Consignes écrites:
[a] Relevez toutes les personnes désignées par leur nom dans le texte sur le travail en prison.
[b] Dans le texte sur le travail en prison, reformulez sous forme de liste le paragraphe qui commence par « L'univers carcéral est sujet », en conservant ses faits principaux.
[c] D'après le texte sur le travail en prison, quel titre porte l'article écrit par le journaliste du Nouvel Observateur ?

Texte:
-*-

Selon Philippe Legal de MKT, « Il n’y a pas de vraie conscience des enjeux de la part de la société. Lorsqu’on parle de travail en prison soit l’on crie à l’esclavagisme, soit l’on ne comprend pas pourquoi s’efforcer de faire travailler des détenus dans des conditions décentes est important. Même dans un pays comme la Grande Bretagne, réputé plus pragmatique, lorsque David Cameron a émis l’idée d’un call center dans la prison de Manchester, les journaux titraient « ce matin des violeurs ont appelé vos enfants ». Dès lors, pour mener un tel projet l’appui des politiques s’avère essentiel. « Sans le soutien de Michèle Alliot-Marie, l’inauguration dans la prison de Versailles n’aurait jamais eu lieu » confirme Philippe Legal.
L’univers carcéral est sujet aux fantasmes les plus fous et seule une meilleure connaissance permettrait de faire évoluer les regards. Selon Jérémy Côme de Webhelp pourquoi ne pas « instaurer des portes ouvertes dans les prisons lors des journées du patrimoine par exemple » ? A ce sujet il nous raconte l’histoire de Stéphane Arteta, journaliste du Nouvel Observateur, qui en visitant le call center de Rennes s’attendait à découvrir un énième visage de l’exploitation capitaliste et se trouve agréablement surpris. Le journaliste a écrit à ce sujet un très bel article, « Les Comtesses du call center ».

-*-

Données fournies:
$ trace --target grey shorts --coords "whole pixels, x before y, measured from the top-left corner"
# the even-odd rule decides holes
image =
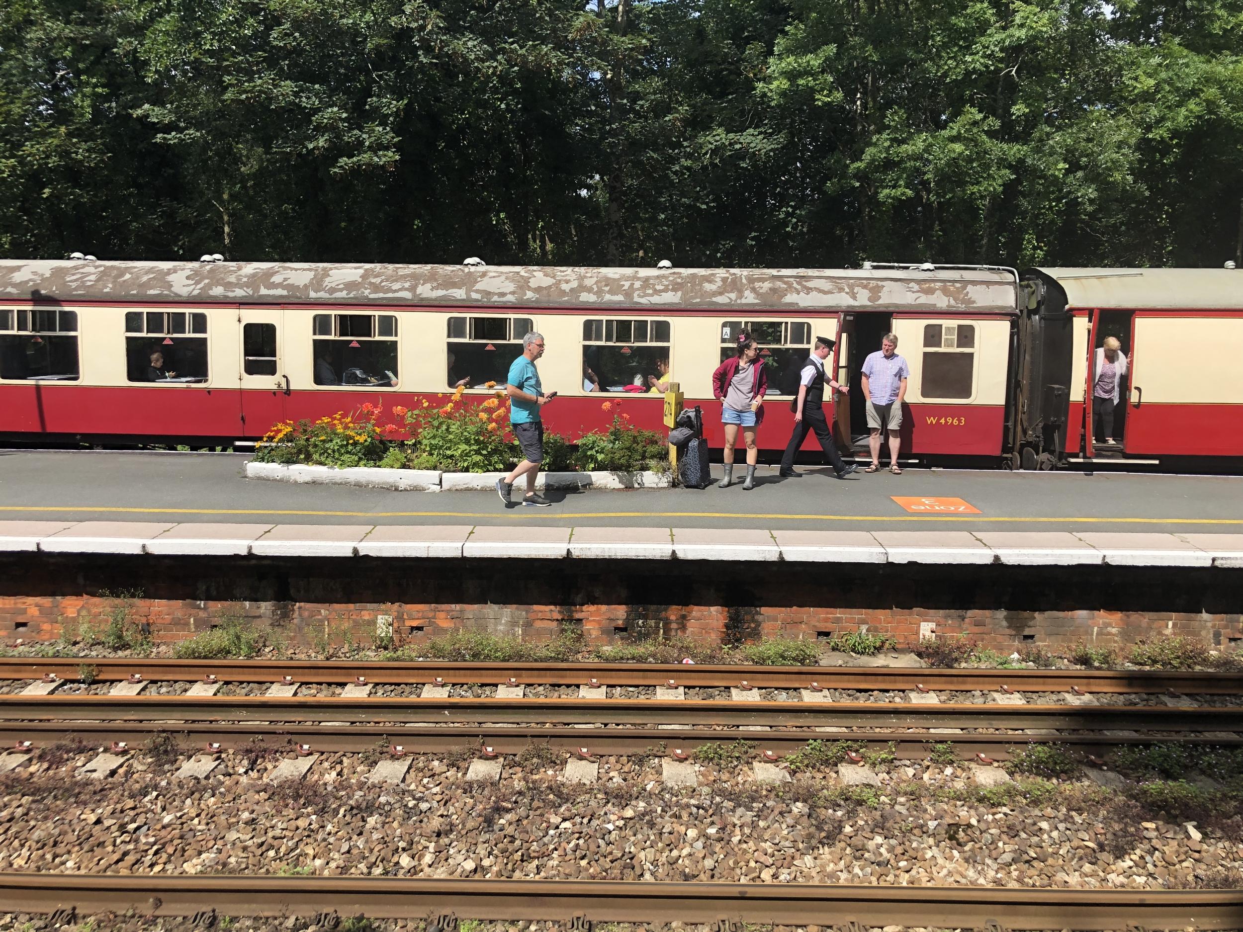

-*-

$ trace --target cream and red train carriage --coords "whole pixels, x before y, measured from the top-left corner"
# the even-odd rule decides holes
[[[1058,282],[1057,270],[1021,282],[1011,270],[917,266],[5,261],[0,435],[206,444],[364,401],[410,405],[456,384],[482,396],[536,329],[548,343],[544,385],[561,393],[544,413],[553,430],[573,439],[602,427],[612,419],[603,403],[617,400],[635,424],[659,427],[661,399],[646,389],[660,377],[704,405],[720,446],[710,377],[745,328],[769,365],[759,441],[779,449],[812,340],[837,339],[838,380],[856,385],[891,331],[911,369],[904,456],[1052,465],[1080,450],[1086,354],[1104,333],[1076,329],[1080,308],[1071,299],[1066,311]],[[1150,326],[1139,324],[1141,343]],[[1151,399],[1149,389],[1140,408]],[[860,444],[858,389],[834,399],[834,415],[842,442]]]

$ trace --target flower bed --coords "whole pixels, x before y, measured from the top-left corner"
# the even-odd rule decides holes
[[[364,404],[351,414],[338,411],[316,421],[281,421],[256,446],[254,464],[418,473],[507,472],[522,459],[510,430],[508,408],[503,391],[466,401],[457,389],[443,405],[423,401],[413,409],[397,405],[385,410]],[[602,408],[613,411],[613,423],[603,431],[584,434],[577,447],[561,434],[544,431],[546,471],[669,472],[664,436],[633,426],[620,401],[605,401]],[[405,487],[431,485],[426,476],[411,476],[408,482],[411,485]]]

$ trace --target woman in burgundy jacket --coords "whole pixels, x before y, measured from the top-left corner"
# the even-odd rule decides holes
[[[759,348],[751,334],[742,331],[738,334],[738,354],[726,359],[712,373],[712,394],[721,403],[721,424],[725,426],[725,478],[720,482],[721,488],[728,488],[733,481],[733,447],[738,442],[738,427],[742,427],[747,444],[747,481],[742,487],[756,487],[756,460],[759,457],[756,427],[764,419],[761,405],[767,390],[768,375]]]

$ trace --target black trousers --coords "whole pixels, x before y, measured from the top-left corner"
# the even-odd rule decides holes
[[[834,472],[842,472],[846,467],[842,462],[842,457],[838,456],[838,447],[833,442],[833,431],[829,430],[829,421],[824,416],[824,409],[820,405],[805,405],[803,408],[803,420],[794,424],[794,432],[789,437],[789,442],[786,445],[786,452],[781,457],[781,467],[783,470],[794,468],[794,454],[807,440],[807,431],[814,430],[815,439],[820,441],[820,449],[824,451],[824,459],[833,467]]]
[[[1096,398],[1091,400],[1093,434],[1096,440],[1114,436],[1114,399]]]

-*-

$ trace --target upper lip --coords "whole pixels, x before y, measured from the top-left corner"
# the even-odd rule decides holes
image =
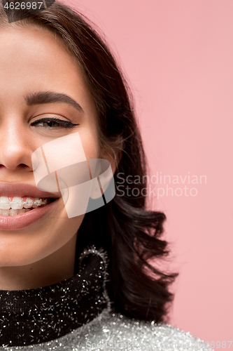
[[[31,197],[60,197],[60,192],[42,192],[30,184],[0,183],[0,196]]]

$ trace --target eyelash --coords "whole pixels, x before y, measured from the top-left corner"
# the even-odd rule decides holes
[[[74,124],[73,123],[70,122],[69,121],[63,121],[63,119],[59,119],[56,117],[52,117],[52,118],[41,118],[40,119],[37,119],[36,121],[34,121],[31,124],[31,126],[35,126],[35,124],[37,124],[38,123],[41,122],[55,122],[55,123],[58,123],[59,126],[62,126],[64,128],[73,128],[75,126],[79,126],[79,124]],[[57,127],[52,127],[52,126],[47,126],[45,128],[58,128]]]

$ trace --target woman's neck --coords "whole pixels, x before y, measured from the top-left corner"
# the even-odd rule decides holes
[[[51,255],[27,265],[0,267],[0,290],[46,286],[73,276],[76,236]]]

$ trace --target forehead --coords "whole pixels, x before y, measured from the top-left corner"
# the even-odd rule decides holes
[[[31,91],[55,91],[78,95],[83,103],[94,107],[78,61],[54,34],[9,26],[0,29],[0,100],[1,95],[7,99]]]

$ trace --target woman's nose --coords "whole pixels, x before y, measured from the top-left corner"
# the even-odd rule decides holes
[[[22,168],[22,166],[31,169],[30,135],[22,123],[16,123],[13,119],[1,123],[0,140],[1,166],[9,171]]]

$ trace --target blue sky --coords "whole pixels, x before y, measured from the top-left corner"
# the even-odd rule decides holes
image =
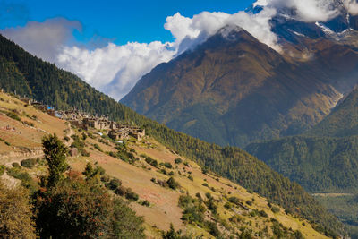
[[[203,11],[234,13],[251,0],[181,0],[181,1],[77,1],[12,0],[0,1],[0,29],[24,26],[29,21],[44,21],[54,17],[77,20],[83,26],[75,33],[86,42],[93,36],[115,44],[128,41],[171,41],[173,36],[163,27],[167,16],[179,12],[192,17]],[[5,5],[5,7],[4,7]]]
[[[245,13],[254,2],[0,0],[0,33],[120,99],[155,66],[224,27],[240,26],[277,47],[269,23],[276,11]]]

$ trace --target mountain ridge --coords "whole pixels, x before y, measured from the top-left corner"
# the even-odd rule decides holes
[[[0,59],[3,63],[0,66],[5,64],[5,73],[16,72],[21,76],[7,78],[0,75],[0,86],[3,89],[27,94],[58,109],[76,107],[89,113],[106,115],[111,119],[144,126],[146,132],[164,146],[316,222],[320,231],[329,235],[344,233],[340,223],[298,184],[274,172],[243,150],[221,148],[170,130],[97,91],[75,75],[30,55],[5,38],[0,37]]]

-*-

Réponses par consigne:
[a]
- Philippe Legal
- David Cameron
- Michèle Alliot-Marie
- Jérémy Côme
- Stéphane Arteta

[b]
- L'univers carcéral suscite des fantasmes, et seule une meilleure connaissance pourrait changer les regards.
- Jérémy Côme, de Webhelp, propose d'ouvrir les prisons au public, par exemple lors des journées du patrimoine.
- Il cite le cas de Stéphane Arteta, journaliste du Nouvel Observateur, qui s'attendait à voir une forme d'exploitation capitaliste en visitant le call center de Rennes et a été agréablement surpris.
- Ce journaliste en a tiré un article, « Les Comtesses du call center ».

[c] « Les Comtesses du call center ».